-- Document --
[BEGIN]

Skip to content

nopper/twittomatic

Folders and files

NameName
Last commit message
Last commit date

Latest commit

 

History

76 Commits
 
 
 
 
 
 
 
 
 
 
 
 
 
 

Repository files navigation

Twittomatic! What is it?

Twittomatic is a simple framework for Twitter social analysis. It consists of several different components that work together to offer a wide range of possibilities. The central component is the crawler which is designed to be fault tolerant and fully distributed.

Requirements

The software heavily relies on redis. There are also additional python dependencies that need to be installed. We suggest to use virtualenv or pythonbrew to avoid installing these dependencies system wide:

$ pip install -r requirements.txt

Additionally you may need to install pydoop or pycassa if you need to use HDFS or Cassandra storage.

Testing the software and implementing your own module

We provide a simple twitter emulator in the tests directory that is capable of loading a set of fixtures

Configuration

All the configurations options are actually exposed in the twitter/settings.py file.

The crawler

This component is a simple crawler used to effectively traverse the twitter social graph starting from a given seed set. For each user in the seed set. For each user discovered the user can choose to:

  • Download the entire timeline
  • Download a list of followers of the targetuser
  • Analyze the list of followers of the target user, thus discovering new users to be added to the processing queue.

The system is built to easilly scale on large number of machines in order to achieve high throughput. A central filesystem is required to be accessible for each of the worker. A single master is in charge of keeping the state of the traversal. Persistency is implemented through Redis key/value storage.

Twitter modules

For the moment the focus of the application consists in analyzing followers and the timelines of the user, thereby discovering new interesting connections. To achieve so four different modules have been implemented:

  • timeline module
  • follower module
  • analyzer module
  • update module

Fault tolerance

At the current stage a crash in the client is handled and the job, if it was assigned, is automatically recovered by the master. The master is acually the SPoF although the system can be easilly customized to handle automatic failover in case of failure of every single core component.

[END]

-- Data entries --
[BEGIN]

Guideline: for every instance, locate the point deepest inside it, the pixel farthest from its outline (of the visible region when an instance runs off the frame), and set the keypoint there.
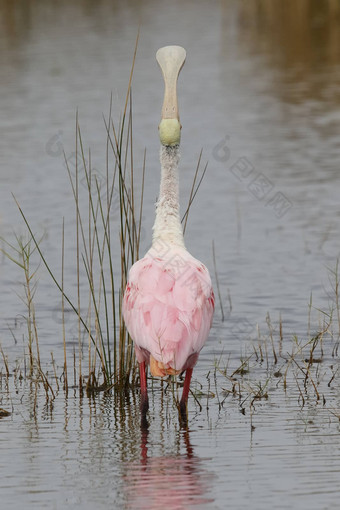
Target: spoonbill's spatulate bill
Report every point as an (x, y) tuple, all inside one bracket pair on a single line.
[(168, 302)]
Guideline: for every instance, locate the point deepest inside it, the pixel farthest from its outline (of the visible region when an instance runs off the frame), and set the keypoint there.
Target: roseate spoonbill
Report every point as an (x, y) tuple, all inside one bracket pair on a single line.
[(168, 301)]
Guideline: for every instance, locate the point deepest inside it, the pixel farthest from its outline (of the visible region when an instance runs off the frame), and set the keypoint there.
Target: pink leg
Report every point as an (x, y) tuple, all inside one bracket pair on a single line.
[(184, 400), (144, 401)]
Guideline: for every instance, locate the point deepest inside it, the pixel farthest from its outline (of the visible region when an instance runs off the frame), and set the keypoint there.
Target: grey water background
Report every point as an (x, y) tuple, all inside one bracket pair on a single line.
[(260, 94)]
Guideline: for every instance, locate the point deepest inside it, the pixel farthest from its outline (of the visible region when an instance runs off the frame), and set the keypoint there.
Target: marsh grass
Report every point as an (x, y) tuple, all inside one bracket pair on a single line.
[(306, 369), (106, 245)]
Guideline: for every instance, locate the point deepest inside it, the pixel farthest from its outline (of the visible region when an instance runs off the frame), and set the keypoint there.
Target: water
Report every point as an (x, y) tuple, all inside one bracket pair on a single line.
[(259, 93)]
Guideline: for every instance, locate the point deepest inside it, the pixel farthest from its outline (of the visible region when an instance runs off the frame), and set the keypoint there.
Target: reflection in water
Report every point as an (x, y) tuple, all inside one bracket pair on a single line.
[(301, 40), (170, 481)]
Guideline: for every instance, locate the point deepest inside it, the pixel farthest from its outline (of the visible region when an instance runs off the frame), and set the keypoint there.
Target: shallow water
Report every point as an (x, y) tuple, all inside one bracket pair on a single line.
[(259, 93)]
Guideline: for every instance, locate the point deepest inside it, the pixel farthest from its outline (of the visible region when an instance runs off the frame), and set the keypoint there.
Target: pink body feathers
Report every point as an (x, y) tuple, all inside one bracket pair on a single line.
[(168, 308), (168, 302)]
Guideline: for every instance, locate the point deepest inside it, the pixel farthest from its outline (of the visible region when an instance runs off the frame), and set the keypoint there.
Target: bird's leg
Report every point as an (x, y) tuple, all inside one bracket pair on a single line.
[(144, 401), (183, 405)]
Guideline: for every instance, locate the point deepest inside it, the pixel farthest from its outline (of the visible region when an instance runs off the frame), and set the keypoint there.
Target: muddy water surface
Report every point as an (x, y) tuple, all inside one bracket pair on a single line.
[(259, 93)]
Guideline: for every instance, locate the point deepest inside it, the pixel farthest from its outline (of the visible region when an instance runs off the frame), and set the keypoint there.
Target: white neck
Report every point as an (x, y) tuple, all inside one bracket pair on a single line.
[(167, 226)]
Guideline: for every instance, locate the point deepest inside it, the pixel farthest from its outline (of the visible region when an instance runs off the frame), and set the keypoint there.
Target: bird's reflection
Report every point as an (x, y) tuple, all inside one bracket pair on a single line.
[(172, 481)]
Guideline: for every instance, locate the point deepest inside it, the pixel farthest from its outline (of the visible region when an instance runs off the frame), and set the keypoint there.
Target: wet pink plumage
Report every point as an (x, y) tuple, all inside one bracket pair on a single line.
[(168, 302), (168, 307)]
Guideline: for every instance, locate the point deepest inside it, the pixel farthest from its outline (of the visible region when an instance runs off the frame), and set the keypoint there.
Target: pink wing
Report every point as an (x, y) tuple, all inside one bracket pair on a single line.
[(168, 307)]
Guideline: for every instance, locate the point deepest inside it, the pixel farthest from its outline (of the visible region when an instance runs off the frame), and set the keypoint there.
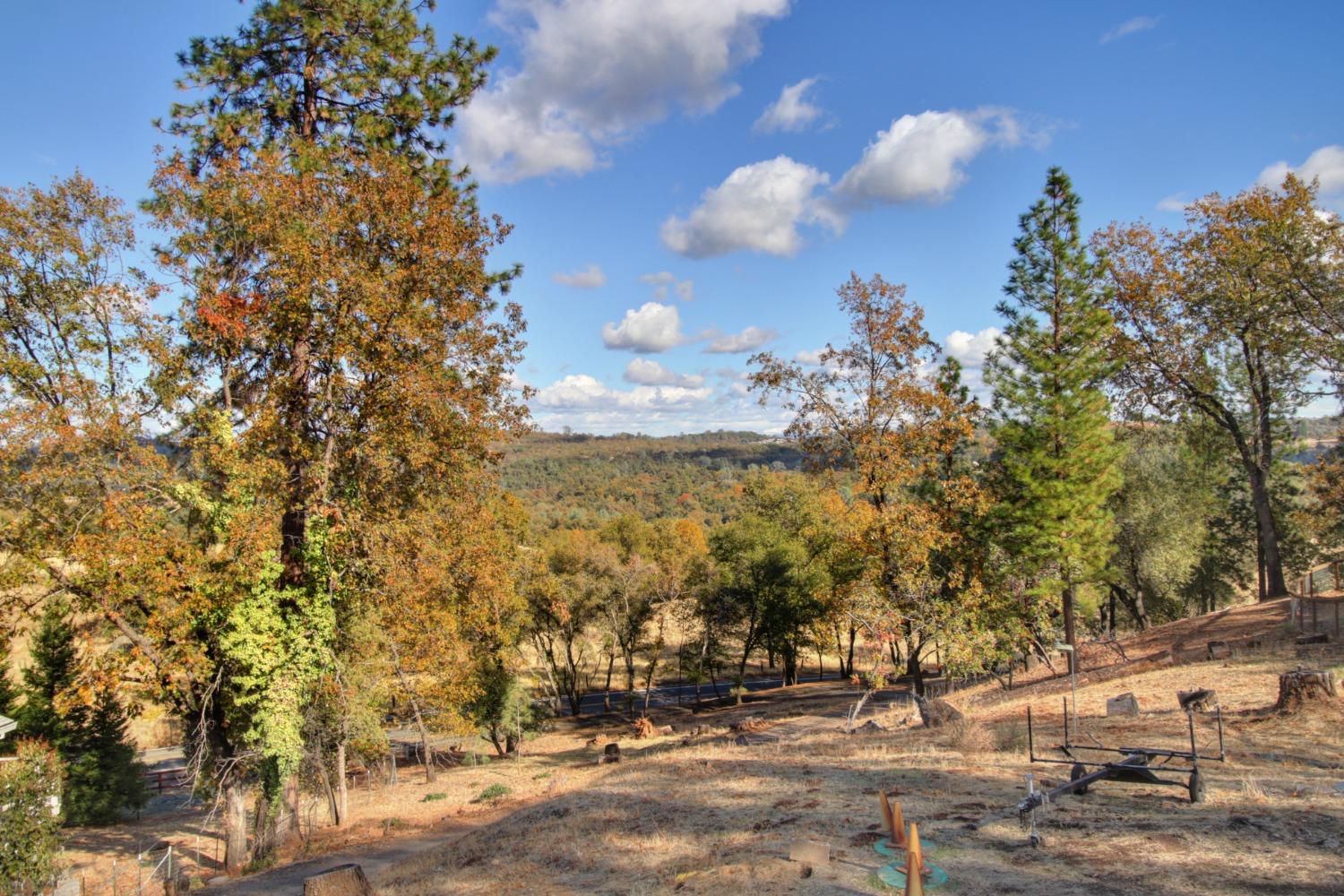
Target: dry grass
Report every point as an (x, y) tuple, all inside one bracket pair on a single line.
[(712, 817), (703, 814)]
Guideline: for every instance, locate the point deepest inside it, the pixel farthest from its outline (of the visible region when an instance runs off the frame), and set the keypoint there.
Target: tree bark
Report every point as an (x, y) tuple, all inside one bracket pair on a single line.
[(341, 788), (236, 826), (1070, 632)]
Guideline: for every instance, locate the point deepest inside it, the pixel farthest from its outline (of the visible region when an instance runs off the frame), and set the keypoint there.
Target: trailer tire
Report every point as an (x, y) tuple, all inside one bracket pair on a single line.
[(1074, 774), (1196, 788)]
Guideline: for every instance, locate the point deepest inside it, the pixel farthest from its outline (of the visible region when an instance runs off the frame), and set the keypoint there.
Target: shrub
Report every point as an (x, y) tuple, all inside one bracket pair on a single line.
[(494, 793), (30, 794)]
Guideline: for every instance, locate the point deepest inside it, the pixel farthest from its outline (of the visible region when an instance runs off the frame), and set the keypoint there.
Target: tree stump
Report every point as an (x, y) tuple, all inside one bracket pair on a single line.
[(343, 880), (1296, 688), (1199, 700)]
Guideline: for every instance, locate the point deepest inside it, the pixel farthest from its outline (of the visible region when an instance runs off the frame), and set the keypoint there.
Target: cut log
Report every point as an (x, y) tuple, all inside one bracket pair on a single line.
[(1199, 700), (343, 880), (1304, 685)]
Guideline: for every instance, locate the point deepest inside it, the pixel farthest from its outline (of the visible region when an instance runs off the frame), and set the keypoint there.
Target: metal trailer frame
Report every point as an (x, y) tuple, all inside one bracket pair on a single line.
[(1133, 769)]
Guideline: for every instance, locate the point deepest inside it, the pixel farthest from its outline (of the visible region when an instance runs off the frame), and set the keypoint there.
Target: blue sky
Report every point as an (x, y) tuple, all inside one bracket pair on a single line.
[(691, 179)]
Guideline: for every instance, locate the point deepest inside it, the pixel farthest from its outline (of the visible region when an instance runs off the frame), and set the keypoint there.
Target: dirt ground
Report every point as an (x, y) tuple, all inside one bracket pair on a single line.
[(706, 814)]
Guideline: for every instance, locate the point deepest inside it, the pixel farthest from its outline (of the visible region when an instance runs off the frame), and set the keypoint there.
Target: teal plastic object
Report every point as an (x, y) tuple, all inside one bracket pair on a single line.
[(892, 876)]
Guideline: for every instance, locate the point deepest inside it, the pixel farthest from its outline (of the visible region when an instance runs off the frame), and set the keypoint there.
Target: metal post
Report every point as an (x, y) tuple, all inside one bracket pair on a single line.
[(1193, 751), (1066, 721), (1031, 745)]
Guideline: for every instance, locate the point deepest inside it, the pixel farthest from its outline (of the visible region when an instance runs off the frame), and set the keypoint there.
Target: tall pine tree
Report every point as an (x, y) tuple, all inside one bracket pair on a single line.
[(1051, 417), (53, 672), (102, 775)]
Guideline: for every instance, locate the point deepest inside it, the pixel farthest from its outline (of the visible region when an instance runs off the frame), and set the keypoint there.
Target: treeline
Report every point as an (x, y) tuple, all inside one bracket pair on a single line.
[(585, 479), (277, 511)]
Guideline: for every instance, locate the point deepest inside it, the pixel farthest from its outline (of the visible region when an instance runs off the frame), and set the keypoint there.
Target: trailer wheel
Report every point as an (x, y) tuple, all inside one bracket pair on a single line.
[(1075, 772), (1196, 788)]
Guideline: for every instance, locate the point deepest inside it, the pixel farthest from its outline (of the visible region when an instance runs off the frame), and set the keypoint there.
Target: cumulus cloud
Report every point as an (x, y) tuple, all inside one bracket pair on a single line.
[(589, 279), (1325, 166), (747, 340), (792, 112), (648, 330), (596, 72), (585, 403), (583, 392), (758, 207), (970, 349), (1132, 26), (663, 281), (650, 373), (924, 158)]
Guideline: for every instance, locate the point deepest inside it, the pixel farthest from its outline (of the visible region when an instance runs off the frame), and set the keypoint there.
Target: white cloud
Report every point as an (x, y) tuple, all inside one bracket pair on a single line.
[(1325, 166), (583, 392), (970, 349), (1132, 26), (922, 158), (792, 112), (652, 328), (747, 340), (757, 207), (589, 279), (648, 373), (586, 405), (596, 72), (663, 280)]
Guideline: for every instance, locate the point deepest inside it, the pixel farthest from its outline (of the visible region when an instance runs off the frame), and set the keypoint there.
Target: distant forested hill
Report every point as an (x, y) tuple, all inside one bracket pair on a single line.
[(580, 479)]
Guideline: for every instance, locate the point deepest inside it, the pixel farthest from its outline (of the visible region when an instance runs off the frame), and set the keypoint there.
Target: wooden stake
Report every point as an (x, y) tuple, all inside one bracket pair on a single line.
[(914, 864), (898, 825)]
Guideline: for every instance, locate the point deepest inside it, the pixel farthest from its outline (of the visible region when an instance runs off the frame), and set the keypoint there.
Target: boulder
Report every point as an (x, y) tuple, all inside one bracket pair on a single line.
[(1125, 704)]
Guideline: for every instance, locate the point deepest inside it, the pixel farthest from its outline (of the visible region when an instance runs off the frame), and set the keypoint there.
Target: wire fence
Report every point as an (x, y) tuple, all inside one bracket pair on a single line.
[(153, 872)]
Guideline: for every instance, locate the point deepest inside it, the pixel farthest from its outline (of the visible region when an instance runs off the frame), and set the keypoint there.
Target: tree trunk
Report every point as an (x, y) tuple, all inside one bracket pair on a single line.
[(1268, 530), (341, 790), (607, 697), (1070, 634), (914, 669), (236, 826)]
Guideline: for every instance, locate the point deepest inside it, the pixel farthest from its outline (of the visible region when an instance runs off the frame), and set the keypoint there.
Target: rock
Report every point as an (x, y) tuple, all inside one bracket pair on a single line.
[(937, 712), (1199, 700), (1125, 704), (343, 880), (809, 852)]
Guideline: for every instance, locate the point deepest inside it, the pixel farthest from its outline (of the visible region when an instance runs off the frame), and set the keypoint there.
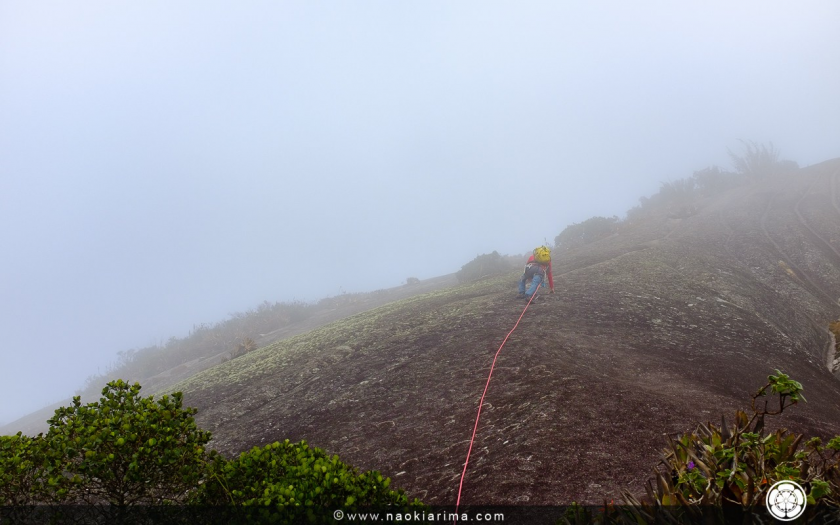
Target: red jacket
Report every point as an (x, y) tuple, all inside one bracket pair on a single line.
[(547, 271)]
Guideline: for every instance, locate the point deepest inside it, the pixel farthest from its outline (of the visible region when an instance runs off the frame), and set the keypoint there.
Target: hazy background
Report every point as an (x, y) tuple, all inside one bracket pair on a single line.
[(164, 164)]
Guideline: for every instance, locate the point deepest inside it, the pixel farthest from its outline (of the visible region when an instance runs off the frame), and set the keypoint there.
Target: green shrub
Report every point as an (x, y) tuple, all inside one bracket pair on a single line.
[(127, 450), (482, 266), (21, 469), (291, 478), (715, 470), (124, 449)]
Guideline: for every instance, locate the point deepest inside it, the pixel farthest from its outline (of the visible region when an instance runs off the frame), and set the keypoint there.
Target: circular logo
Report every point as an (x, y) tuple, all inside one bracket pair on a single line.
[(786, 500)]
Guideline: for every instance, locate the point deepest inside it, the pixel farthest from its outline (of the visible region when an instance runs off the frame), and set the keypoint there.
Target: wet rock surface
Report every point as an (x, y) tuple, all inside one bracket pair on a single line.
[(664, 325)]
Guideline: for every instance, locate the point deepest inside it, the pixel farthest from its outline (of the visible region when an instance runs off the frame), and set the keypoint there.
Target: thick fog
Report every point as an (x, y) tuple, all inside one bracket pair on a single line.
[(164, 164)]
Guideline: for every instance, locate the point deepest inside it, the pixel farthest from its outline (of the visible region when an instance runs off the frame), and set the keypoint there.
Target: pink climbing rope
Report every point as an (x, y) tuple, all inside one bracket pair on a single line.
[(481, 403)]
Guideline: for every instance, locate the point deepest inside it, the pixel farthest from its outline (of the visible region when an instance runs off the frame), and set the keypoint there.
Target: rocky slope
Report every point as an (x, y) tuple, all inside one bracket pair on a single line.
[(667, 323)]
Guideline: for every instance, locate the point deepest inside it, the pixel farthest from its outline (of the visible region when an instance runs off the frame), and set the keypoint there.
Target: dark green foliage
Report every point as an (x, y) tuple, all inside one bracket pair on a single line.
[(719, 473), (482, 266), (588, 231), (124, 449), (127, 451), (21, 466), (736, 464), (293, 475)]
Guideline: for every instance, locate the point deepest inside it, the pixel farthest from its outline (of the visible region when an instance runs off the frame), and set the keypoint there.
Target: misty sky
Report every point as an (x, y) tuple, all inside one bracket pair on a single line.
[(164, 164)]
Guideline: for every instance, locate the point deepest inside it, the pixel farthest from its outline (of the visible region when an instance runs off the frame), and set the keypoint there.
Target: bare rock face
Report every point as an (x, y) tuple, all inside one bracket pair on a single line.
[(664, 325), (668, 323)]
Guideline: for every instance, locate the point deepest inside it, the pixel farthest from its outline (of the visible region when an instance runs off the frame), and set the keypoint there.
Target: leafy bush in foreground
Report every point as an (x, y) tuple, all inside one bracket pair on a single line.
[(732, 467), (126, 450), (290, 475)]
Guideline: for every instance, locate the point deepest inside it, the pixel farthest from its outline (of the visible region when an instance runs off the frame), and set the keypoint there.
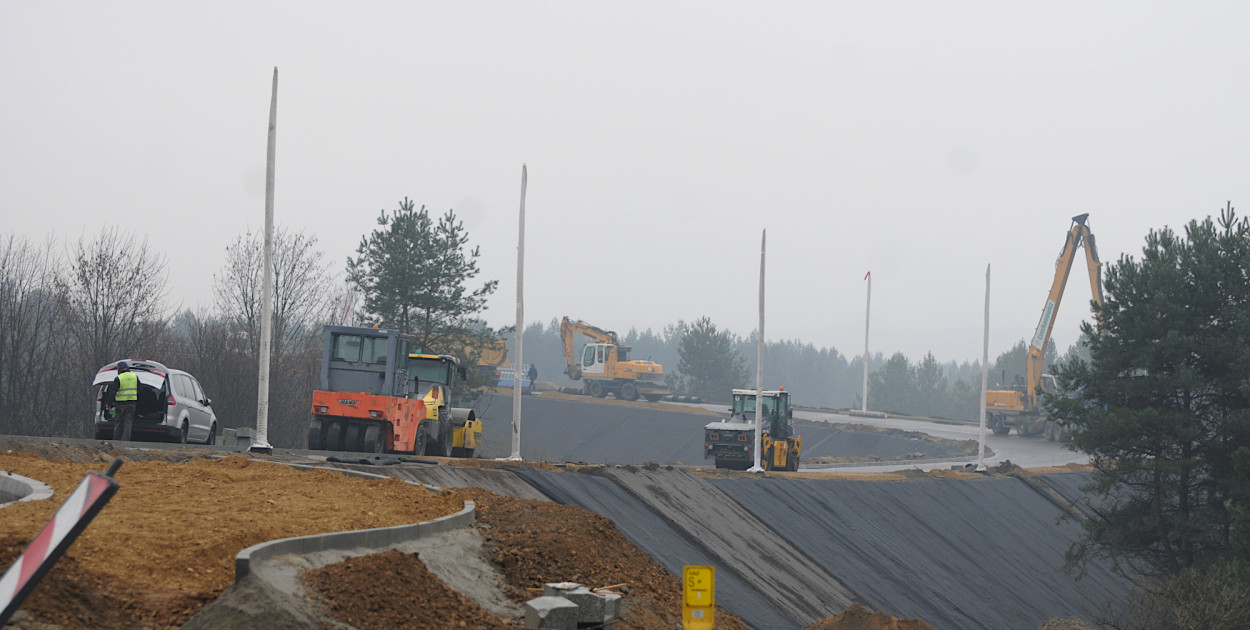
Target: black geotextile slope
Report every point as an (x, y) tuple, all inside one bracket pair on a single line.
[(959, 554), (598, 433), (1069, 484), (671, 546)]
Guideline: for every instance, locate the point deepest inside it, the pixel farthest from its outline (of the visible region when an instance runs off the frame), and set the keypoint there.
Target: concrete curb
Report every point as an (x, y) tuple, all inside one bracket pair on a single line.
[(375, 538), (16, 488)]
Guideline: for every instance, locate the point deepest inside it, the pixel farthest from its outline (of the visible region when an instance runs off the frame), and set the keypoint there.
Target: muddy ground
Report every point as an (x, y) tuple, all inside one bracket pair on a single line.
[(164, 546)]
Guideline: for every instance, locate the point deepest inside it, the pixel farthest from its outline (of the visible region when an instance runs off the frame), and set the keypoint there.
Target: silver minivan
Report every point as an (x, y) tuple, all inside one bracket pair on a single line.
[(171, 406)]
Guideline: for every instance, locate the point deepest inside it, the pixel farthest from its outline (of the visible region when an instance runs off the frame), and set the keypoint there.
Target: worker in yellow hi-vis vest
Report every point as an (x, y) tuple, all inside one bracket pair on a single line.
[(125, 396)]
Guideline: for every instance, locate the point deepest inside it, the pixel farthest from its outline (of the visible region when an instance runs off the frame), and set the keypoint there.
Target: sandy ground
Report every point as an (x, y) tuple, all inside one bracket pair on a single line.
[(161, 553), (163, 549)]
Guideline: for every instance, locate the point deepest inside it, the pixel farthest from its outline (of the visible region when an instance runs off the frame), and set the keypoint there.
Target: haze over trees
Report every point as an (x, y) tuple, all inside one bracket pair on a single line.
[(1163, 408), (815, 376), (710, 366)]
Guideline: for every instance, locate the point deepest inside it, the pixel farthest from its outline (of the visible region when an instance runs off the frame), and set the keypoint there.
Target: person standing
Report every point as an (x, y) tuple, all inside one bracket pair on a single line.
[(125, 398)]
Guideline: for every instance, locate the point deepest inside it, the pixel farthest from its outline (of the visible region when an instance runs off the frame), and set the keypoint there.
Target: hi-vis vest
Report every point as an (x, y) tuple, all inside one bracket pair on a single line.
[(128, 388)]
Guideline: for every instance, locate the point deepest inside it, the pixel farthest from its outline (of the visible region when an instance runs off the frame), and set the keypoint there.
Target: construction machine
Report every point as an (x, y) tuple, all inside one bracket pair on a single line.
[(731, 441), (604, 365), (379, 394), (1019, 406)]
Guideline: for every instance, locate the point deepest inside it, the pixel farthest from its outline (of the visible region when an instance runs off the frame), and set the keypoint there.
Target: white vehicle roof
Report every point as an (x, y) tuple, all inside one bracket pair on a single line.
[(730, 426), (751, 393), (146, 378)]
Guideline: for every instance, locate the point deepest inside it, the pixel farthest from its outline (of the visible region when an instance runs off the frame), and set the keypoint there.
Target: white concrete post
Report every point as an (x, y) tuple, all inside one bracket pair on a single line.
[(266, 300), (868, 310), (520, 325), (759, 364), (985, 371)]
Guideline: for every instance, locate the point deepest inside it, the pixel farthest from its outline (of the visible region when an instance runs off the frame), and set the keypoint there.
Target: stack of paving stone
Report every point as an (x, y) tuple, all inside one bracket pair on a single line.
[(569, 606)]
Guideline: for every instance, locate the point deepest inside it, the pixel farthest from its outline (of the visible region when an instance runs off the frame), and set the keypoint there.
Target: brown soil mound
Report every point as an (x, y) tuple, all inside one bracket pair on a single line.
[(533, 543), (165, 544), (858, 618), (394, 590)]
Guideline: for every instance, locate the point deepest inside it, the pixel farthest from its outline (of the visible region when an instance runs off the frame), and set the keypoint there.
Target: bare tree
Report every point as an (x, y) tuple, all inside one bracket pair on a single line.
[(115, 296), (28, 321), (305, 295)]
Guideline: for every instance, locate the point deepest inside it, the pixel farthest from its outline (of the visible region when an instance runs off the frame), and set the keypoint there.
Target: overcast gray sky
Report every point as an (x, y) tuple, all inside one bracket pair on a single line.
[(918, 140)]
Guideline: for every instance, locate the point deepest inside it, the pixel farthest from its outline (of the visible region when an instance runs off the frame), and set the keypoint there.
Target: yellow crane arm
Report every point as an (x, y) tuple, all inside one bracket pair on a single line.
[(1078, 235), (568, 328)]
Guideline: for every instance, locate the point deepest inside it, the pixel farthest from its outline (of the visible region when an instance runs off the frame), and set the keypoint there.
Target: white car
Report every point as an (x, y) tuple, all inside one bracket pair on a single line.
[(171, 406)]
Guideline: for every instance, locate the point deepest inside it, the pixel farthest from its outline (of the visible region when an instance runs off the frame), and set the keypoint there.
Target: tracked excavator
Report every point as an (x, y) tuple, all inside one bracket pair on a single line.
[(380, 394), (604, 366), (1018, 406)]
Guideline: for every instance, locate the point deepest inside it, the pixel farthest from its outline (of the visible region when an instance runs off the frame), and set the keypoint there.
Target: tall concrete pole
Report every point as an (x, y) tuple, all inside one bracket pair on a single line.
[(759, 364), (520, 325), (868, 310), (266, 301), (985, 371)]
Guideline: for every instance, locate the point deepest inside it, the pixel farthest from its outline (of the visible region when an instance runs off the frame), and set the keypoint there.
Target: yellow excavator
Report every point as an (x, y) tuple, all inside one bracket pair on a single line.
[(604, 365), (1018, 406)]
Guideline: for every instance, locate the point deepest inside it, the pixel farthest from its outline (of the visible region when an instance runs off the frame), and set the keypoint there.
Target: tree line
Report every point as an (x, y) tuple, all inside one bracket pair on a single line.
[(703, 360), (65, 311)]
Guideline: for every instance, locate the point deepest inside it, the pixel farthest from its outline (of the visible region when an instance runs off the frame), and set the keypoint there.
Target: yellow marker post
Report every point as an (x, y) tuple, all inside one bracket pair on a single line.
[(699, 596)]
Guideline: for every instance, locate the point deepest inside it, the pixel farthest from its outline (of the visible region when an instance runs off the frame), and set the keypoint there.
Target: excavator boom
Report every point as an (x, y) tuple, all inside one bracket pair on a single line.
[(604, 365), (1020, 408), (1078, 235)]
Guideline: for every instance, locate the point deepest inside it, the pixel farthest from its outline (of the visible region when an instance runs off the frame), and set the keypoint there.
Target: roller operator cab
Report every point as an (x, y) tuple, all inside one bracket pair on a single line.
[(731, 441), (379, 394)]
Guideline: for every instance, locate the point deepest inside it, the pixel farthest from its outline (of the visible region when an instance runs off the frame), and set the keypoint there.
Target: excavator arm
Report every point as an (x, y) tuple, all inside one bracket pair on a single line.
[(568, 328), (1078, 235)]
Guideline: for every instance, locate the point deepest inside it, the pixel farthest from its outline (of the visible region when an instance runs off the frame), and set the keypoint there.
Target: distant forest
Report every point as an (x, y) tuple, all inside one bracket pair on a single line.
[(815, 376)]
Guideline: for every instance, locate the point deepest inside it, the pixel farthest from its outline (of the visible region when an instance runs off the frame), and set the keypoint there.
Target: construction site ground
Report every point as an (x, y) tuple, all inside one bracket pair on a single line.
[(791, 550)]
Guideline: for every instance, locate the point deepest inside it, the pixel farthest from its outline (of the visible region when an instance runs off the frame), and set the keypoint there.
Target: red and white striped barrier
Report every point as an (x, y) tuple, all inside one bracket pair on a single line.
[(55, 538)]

[END]

-- Work instructions --
**A.** In the Twittomatic page, change "emulator" to "simulator" in the stretch from "We provide a" through "the twitter/settings.py file.", and write out that stretch with the change made.
**B.** According to the Twittomatic page, how does the crawler implement persistency?

-- Task-by-task outputs --
**A.**
We provide a simple twitter simulator in the tests directory that is capable of loading a set of fixtures

Configuration

All the configurations options are actually exposed in the twitter/settings.py file.

**B.** Through Redis key/value storage.